> **EXERCISE PROMPT**:
Gather every line in the records below that contains the word "marker", and copy each one in full.

> **INPUT DATA**:
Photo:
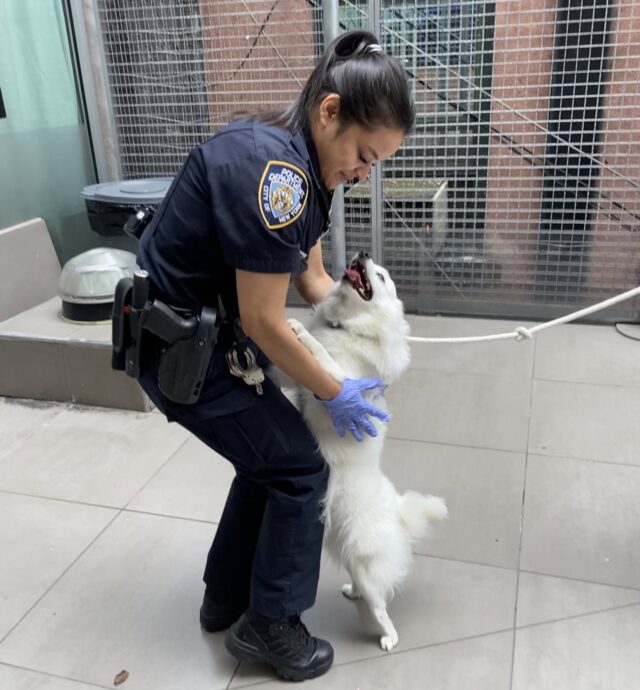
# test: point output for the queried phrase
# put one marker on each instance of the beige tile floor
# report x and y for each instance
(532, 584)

==

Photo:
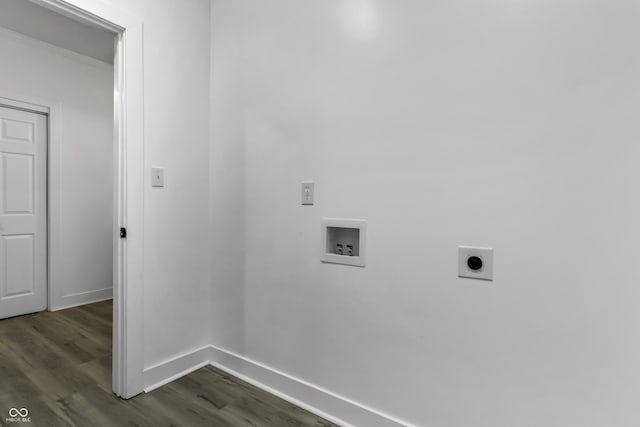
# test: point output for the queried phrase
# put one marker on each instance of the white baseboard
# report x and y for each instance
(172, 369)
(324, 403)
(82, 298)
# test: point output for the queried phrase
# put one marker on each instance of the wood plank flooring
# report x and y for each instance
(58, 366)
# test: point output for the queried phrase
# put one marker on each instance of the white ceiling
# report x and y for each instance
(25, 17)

> **REPLY TO THE TASK**:
# put one marker on each instance of the beige tile floor
# put one marker on each instance of the white baseboard
# put one marker on each instance of the wood plank flooring
# put one marker on each instance of the white ceiling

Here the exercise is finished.